(Point annotation records)
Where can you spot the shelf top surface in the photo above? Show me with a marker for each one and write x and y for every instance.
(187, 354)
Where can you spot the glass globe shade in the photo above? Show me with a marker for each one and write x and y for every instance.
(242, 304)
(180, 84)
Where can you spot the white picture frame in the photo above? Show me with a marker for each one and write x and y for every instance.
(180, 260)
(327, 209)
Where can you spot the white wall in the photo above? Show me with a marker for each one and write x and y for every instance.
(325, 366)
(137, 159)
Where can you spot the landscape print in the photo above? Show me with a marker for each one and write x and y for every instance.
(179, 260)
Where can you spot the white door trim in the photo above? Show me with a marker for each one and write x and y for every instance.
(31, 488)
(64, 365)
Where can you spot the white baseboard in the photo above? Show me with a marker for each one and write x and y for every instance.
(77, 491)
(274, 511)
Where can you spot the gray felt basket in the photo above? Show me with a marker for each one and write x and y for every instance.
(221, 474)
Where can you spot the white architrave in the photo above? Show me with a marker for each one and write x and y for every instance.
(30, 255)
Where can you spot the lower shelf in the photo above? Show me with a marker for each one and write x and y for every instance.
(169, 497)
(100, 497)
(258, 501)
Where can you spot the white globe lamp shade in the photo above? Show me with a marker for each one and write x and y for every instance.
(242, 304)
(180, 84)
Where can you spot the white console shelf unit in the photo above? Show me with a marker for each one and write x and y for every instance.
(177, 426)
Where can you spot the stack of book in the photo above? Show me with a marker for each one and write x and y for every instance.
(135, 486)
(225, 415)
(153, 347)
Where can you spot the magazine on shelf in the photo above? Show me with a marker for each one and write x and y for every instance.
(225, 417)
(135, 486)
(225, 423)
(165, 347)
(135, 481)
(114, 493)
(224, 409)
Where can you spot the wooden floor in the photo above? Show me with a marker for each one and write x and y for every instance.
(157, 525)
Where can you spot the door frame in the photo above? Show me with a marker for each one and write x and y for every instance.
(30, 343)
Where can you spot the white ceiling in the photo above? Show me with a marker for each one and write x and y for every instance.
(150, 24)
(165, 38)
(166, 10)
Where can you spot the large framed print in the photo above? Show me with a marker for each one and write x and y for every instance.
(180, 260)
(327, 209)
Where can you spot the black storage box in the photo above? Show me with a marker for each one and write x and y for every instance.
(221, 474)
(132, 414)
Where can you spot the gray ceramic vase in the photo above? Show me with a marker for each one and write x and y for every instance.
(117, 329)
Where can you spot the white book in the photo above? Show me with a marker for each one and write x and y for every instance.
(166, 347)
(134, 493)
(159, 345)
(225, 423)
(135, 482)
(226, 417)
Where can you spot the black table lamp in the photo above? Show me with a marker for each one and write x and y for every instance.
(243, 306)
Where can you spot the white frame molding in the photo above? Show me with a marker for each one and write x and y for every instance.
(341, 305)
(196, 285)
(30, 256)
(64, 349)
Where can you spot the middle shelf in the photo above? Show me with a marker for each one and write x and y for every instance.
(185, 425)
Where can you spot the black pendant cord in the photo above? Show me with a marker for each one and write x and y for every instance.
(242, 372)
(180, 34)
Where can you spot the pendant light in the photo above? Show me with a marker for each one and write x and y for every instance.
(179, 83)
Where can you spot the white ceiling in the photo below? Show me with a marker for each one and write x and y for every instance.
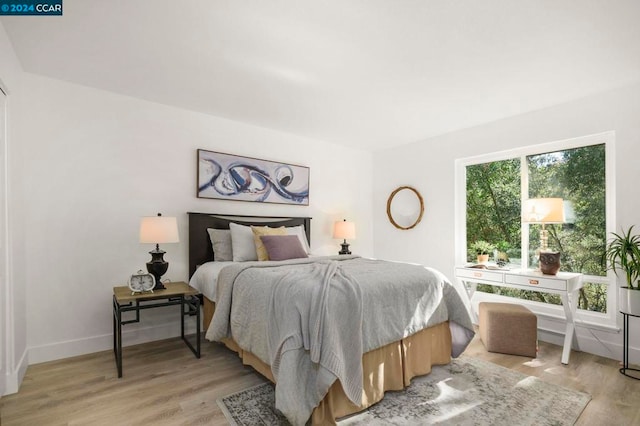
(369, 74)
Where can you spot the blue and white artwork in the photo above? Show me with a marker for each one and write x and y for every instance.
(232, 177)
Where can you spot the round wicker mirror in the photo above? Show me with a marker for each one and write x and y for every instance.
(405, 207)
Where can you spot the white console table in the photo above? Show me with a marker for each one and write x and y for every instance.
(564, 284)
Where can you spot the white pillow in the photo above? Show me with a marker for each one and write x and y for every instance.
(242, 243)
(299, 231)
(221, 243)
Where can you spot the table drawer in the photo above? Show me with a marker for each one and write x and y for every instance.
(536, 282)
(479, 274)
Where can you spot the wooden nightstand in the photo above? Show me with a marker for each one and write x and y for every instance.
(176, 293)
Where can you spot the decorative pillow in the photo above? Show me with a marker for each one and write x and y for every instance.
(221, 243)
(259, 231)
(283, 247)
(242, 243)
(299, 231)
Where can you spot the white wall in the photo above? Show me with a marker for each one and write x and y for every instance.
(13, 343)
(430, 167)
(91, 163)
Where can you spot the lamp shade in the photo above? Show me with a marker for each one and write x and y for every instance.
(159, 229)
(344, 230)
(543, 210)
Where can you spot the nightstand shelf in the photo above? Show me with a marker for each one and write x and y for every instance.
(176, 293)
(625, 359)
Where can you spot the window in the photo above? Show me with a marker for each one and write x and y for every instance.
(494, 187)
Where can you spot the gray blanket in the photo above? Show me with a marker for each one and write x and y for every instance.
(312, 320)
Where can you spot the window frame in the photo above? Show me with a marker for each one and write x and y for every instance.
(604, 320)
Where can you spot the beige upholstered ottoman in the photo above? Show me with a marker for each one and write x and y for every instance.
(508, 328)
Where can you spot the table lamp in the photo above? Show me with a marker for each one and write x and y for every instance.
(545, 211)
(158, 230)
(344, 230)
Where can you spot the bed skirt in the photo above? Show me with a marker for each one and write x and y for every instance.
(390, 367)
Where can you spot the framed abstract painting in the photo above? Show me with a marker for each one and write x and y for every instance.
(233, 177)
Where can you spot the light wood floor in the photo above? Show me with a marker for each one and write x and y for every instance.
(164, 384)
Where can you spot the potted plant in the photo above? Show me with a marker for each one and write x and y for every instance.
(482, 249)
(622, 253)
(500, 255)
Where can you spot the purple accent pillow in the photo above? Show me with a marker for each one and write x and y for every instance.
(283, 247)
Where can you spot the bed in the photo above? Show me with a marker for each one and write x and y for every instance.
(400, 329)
* * *
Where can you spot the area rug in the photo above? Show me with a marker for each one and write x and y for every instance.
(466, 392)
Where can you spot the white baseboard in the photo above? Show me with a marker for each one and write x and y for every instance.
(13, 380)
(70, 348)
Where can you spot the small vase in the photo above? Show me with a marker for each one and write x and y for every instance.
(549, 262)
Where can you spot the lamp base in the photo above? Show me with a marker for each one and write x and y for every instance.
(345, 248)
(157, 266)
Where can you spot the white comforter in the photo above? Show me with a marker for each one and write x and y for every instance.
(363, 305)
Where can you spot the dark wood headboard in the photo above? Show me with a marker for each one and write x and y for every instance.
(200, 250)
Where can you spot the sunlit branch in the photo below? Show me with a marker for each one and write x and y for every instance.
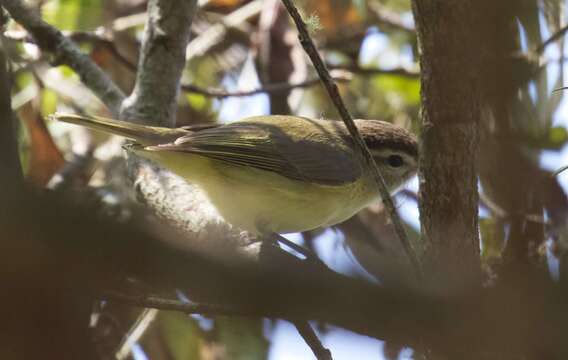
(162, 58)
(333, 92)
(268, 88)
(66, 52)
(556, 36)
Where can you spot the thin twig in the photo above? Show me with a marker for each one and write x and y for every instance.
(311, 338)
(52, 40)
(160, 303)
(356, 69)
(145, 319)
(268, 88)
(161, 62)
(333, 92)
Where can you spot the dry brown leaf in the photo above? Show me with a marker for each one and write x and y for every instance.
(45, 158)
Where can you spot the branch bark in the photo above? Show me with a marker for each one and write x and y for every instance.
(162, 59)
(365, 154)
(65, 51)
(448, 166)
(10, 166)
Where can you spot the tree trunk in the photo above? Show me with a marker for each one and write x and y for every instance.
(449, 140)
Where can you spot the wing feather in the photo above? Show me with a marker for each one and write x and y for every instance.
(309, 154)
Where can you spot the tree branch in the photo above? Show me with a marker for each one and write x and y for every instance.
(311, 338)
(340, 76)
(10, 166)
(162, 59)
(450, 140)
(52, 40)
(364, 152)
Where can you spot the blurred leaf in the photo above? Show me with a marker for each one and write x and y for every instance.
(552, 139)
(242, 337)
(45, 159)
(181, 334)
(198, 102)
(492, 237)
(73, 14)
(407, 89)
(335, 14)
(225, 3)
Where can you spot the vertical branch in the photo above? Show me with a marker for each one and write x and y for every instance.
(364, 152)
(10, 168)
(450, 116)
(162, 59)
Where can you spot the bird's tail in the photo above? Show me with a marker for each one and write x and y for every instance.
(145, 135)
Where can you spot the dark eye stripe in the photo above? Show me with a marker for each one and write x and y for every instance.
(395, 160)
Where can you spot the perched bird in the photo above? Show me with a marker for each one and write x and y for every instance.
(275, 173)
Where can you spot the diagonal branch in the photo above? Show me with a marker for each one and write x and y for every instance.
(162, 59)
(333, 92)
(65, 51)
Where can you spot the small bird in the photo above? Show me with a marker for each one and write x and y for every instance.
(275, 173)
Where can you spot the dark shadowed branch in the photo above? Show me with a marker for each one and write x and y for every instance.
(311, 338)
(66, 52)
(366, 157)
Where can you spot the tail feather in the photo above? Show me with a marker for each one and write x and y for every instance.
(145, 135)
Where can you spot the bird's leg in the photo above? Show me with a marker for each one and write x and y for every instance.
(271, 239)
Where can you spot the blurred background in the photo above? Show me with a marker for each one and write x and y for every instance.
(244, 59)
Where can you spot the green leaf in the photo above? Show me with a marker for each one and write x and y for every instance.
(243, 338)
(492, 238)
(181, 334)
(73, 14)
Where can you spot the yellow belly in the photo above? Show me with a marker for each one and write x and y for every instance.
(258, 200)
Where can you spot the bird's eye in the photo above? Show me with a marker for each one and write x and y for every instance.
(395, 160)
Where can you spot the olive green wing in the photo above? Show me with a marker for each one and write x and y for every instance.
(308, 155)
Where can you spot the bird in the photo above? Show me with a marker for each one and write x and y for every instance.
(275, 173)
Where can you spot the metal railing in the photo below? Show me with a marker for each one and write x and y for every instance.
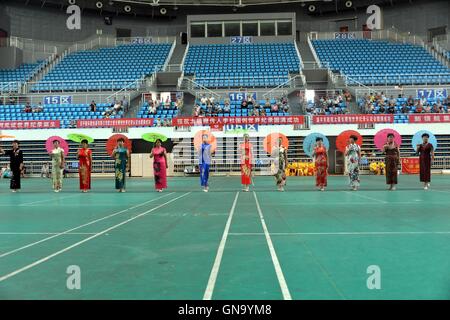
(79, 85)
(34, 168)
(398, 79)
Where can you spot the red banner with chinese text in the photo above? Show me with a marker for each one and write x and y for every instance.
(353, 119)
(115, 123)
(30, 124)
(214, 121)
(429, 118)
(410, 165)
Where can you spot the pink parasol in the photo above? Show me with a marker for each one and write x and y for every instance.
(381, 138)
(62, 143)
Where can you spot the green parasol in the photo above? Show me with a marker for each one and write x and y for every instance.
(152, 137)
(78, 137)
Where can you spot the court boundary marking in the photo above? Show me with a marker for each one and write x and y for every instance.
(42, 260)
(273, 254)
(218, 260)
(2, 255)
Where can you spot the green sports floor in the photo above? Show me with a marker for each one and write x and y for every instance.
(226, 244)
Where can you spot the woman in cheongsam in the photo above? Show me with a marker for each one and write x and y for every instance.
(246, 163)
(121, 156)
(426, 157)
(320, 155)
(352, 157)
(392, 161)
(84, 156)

▶ [Exercise task]: Count the lines in the listing that contain the word "ceiling", with case counting. Give only the number.

▶ [Task solution]: 2